Start of Text extract

# Adult FWD LSX V8 discussion (CWS northstar golf build info) Not mine.



## 85GTIGUY (May 8, 2014)

First off this is not a "Hi guys what will it take to cram a v8 into my golf" thread. I'd like to discuss of course but it's not something i'm even planning on doing. I have been all over the net looking at swap ideas from mild to wild because i love swaps the ingenuity and creativity is astounding some times. Well i ran across the northstar MK2 golf and thought, Damn why not something like a 4.8 gen III lr4 instead. Parts are wherever and power cheep I have personally helped install LSX engines in a few cars. All RWD of course. Now sadly either time or just lack of documentation has made it so that i can't find anything on how they shimmed that sucker in there. So i'm trying to start a discussion that could one day have enough information for someone to try this. Here are the reasons i think it's a good idea.
1)vr6's have been done to death
2)an LR4 weighs in less than 40LBS heavier on average
vr6 420lbs average
LR4/aluminum lsx variants 450lbs
3)the weight is lower Vr's are top heavy the LSX engines have a much lower center of gravity
4)mods upon mods upon mods there is an LS flavor for anyone's tastes and priced cheaply i might add.
5)Reliability, a mild LSX install will run for damn near ever and when something breaks parts are cheap
6)Easy HP this goes without saying but averaging around 270–285 hp stock just doing a tune on these puts them above 300hp a cam can ad as much as 50hp if your going with a lumpy cam tons of cheap power to be made
7)Tons info and community backing to help with just about any issue you could run into .

That being said of course anyone taking this on would need fabricating skills,a shoehorn, and enough lube scare a porn star but it would be fun to drive.
Here are some questions and hurdles I have come across already.

End of Text extract

What to work on:
Answer these about the LSX V8 swap post:
1. What build did the poster come across that prompted the idea of using a 4.8 Gen III LR4?
2. What average weight does the post list for the LR4/aluminum LSX variants?
3. How much horsepower can a cam add, according to the post?

Start of Source data

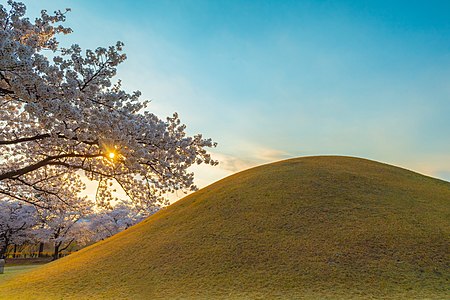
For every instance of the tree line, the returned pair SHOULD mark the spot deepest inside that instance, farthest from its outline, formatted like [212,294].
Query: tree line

End of Source data

Finished task:
1. The northstar MK2 golf.
2. 450 lbs.
3. As much as 50 hp.